··· Exercise materials

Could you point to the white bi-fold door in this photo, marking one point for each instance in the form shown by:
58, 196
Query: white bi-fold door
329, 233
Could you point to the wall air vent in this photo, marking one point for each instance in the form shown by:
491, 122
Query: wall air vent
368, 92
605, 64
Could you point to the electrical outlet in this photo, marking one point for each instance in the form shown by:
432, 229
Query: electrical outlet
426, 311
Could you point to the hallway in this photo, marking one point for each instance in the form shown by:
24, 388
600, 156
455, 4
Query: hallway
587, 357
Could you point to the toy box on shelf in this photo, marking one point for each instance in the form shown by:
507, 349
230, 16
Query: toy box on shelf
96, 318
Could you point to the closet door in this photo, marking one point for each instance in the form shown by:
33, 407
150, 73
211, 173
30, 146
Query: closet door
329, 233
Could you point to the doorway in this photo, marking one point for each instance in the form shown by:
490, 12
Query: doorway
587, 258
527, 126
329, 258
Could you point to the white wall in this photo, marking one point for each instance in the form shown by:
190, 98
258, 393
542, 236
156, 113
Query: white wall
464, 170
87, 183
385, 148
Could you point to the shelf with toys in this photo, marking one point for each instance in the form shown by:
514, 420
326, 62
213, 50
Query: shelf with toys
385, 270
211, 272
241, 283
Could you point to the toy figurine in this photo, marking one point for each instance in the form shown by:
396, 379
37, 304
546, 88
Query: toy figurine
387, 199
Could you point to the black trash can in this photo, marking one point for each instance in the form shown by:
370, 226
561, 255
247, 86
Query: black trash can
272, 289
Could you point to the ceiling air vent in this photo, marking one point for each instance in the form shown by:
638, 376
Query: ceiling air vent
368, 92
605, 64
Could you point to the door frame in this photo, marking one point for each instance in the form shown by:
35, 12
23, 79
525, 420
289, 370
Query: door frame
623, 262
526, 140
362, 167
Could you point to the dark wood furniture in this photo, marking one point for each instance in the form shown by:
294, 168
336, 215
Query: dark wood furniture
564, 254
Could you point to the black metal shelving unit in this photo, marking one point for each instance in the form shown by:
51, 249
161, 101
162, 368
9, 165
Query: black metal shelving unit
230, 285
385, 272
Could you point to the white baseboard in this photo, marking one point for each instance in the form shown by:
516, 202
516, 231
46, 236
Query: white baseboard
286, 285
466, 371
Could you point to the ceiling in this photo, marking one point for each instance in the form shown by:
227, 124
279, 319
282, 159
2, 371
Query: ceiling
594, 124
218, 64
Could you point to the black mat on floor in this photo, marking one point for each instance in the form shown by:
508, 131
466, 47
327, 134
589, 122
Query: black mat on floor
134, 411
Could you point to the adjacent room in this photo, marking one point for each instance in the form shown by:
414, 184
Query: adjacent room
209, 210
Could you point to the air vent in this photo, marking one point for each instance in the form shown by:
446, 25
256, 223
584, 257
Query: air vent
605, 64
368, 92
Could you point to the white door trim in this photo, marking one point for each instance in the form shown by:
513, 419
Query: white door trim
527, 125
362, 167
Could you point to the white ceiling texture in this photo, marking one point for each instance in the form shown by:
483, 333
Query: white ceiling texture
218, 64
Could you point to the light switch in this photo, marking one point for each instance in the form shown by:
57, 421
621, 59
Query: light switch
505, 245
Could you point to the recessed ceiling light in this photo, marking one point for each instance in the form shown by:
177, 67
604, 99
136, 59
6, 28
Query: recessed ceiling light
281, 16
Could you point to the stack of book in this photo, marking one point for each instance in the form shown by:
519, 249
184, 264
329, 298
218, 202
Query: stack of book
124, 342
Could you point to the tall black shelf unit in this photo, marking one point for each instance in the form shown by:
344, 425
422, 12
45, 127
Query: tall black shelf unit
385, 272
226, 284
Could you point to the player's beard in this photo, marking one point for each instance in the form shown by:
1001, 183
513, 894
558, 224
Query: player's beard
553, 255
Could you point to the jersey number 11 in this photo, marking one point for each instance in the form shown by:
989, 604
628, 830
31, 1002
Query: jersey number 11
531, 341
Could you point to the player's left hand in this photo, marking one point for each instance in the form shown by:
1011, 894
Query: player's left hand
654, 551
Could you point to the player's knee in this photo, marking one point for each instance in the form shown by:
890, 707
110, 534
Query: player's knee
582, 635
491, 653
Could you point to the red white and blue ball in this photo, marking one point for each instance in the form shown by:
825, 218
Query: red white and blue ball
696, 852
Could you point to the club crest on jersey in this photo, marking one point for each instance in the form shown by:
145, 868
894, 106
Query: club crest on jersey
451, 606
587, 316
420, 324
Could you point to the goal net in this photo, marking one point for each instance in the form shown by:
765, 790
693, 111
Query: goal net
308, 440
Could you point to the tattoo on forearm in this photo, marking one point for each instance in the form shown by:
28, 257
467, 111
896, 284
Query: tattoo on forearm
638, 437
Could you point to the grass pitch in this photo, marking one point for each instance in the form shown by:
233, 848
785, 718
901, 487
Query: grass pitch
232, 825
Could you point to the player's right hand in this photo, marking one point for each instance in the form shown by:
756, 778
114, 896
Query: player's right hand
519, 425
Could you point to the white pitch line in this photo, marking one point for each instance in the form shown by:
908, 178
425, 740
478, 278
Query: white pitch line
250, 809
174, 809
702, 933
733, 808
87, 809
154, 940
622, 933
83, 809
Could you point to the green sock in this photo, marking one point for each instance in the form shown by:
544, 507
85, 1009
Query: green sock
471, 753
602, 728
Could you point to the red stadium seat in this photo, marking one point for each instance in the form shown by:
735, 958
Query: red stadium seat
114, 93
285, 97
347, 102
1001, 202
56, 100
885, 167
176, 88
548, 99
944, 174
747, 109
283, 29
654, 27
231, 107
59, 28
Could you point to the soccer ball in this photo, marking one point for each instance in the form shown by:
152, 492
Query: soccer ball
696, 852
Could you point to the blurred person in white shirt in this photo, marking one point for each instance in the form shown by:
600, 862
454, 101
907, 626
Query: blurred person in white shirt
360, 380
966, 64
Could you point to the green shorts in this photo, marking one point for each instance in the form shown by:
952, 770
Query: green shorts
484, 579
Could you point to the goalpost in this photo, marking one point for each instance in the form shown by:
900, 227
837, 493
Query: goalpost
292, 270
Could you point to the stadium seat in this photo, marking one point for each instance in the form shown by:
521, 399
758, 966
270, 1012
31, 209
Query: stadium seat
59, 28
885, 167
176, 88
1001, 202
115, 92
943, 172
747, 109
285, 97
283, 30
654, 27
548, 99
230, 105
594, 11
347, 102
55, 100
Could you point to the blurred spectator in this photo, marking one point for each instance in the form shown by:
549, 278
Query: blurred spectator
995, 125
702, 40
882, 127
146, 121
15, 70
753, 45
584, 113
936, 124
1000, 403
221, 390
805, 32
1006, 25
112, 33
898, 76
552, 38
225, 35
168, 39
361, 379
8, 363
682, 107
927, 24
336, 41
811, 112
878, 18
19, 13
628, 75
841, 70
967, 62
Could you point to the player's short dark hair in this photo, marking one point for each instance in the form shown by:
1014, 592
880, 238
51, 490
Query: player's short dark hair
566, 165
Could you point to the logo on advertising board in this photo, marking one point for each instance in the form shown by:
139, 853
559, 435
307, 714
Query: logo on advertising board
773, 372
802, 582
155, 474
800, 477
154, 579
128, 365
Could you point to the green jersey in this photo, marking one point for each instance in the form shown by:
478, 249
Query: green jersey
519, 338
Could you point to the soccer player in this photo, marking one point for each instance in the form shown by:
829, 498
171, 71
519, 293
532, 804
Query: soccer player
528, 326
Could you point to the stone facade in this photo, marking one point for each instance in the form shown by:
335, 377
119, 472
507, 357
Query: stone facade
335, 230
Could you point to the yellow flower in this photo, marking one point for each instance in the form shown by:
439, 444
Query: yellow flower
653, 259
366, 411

······

Exercise directions:
Your task is to set down exactly the lines from the line containing "Could you point to the stone" to the end of the data above, including both ends.

Output of the task:
Could you point to the stone facade in this photo, marking one point for each instance in the form shown by:
335, 377
119, 472
507, 357
Query: stone facade
335, 230
Could you point to the yellow flower in this photo, marking one point for each instance in the form shown by:
439, 444
Query: yellow flower
653, 259
366, 411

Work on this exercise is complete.